### Work to do
How many lines of the data below contain the string "panel", counting only case-sensitive matches? Reply with the number alone.

# Listed entries start

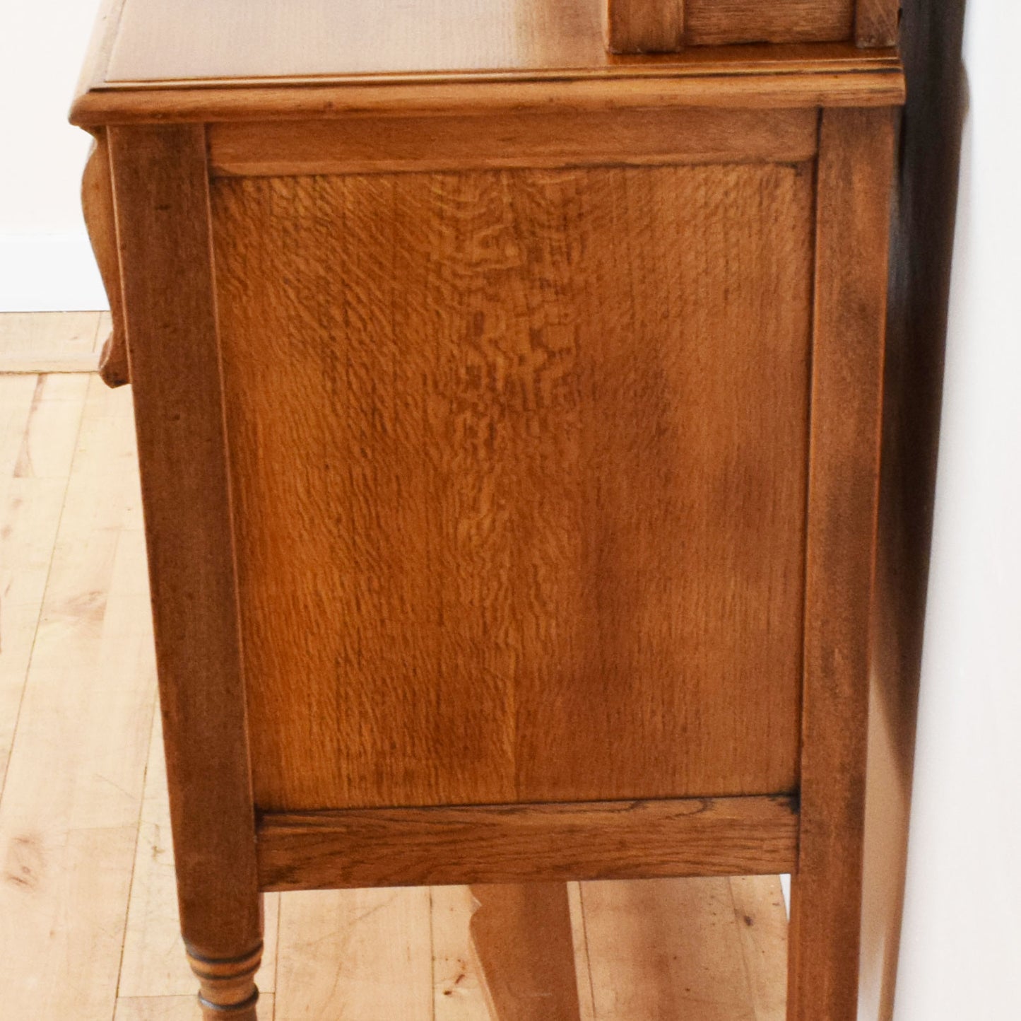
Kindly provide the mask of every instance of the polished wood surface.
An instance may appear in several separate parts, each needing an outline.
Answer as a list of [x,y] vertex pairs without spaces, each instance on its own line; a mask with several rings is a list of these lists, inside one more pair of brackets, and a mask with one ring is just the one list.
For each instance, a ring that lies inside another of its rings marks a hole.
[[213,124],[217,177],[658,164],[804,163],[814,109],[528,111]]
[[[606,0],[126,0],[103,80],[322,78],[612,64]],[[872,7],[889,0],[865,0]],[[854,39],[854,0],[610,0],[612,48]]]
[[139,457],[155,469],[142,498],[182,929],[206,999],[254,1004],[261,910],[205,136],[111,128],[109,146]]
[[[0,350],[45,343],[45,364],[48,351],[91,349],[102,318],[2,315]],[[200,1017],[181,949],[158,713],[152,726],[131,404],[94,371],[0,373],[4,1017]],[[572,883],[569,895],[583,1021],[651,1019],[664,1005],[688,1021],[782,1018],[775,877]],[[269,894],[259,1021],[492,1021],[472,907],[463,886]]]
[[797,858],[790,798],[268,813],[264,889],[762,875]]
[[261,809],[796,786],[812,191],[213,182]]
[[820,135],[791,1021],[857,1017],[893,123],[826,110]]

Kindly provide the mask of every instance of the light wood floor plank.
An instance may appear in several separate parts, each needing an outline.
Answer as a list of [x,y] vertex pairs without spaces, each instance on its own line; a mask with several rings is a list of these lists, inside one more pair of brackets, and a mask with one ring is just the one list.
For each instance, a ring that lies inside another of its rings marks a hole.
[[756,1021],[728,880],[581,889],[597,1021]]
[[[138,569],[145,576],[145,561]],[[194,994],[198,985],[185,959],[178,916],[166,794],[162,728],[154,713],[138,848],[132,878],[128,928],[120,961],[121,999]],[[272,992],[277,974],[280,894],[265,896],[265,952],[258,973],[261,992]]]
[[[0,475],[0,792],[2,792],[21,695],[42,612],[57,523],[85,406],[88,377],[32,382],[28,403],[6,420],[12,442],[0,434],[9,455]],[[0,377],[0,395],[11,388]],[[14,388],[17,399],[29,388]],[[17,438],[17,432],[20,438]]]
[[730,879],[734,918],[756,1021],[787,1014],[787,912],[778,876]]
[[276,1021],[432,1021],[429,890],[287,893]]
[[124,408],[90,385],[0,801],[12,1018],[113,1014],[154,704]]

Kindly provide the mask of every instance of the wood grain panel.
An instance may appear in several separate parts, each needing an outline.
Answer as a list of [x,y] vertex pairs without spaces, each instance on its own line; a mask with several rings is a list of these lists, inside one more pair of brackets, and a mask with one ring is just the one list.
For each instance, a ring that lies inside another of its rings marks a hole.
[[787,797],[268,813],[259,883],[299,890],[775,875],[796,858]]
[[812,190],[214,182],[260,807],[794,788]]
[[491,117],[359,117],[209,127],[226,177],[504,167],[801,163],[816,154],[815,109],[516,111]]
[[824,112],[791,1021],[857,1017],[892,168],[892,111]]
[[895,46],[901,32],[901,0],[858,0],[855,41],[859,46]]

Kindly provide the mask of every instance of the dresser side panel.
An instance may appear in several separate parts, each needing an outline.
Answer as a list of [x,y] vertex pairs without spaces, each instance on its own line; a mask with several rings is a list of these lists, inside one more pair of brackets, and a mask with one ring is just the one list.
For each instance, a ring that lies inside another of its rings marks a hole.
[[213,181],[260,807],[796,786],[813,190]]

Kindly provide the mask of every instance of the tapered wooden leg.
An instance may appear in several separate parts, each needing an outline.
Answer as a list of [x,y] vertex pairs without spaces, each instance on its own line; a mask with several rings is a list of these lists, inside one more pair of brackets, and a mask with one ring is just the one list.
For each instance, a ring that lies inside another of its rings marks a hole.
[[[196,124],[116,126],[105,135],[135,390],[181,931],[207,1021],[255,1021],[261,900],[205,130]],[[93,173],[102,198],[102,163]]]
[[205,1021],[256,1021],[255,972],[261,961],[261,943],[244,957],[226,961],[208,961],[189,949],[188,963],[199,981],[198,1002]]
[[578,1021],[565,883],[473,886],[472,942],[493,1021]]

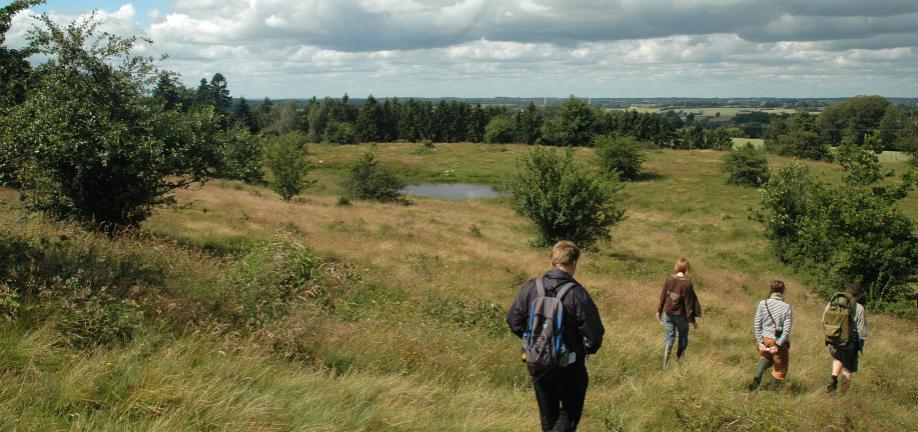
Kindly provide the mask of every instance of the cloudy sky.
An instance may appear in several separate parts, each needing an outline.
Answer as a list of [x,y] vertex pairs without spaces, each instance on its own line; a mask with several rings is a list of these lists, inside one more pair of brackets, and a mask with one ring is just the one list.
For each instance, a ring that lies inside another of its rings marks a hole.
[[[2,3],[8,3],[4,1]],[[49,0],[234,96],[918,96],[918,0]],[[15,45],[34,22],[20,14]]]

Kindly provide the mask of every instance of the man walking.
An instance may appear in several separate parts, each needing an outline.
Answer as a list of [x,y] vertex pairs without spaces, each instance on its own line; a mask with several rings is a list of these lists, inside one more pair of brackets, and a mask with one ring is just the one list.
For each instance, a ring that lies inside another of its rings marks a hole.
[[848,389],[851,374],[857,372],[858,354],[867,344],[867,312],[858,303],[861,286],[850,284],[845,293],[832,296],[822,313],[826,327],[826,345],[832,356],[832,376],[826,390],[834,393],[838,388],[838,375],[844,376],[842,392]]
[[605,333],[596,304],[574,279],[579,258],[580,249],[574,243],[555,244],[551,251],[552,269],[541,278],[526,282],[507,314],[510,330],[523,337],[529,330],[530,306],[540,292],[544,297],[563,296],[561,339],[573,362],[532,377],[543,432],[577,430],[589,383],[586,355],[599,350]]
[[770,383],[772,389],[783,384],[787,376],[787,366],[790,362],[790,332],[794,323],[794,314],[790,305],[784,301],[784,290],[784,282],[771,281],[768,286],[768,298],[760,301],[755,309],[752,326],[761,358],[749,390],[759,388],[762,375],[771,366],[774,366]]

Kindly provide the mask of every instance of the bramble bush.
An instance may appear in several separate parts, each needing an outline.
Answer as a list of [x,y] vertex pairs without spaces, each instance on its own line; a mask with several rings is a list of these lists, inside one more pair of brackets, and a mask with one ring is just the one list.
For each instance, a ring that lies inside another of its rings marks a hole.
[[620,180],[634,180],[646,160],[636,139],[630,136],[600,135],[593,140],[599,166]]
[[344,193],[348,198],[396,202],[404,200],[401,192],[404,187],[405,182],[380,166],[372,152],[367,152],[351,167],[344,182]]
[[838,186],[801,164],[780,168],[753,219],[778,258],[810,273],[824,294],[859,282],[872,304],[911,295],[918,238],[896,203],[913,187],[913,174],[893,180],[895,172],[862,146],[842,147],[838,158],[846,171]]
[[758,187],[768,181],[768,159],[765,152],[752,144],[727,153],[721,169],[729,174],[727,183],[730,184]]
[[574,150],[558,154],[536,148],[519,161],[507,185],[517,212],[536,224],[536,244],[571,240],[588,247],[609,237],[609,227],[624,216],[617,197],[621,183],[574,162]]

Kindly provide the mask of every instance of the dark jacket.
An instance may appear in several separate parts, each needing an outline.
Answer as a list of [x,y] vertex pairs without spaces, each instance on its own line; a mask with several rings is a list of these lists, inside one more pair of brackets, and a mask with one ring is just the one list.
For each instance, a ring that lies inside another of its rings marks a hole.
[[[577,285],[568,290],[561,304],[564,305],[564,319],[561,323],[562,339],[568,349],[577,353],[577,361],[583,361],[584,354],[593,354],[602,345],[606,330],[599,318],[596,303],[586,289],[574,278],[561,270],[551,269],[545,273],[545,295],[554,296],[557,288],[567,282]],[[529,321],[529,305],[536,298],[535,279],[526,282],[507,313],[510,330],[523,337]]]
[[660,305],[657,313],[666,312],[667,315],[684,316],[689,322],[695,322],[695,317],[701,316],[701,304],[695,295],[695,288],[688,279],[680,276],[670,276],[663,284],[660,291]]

# Listed entries end
# Listed entries start

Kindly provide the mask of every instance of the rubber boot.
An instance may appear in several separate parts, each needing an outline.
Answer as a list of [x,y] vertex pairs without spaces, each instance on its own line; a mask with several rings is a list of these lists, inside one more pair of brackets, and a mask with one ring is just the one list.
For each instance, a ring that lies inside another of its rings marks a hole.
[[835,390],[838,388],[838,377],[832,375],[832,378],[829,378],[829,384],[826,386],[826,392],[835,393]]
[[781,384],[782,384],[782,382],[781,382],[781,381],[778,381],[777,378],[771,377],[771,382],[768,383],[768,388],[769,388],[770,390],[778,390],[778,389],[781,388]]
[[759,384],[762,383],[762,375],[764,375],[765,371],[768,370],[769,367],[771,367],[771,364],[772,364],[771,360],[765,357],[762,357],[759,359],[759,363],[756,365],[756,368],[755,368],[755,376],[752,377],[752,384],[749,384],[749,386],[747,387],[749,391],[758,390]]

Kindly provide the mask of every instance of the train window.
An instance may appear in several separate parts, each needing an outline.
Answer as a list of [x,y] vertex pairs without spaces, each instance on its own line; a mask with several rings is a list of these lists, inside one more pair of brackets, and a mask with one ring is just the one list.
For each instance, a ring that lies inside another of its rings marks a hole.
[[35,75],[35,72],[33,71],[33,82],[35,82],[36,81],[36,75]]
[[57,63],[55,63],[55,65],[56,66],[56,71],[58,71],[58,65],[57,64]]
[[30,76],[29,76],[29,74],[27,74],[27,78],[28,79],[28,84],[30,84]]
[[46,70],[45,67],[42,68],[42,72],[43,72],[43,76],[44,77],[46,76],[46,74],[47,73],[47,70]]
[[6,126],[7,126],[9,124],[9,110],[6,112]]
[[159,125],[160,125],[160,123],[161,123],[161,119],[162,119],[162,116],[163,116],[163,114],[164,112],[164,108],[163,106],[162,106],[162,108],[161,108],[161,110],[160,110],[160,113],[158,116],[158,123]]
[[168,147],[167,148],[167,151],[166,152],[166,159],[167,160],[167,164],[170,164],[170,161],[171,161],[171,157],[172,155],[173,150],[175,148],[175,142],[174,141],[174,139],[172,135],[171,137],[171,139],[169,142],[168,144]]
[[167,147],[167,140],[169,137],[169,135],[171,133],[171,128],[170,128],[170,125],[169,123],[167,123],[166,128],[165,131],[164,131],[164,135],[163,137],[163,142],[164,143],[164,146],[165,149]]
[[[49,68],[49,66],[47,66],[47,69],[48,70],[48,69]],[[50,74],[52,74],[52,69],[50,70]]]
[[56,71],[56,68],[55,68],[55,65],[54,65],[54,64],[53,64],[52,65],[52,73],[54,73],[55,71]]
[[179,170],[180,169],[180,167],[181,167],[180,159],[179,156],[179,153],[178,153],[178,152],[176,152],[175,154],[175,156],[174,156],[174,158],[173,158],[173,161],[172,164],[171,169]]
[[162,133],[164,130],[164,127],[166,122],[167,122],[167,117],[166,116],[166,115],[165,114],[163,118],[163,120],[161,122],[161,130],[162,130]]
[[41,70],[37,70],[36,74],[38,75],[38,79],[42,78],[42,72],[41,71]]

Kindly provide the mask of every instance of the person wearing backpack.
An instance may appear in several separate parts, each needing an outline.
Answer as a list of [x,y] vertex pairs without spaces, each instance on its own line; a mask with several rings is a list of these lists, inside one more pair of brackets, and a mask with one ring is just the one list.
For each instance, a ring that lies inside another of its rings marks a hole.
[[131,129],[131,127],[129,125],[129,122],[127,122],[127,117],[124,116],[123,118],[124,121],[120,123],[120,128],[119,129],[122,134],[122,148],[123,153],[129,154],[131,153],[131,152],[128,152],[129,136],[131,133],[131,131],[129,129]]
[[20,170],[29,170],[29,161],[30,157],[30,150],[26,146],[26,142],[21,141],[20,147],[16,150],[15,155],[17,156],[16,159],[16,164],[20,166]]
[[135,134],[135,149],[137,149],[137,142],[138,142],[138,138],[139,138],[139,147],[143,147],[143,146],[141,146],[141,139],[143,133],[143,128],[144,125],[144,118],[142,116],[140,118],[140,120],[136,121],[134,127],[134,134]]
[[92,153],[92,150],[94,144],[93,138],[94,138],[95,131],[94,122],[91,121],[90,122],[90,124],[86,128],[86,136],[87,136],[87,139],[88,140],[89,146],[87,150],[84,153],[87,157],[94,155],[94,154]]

# Listed entries end

### Reply
2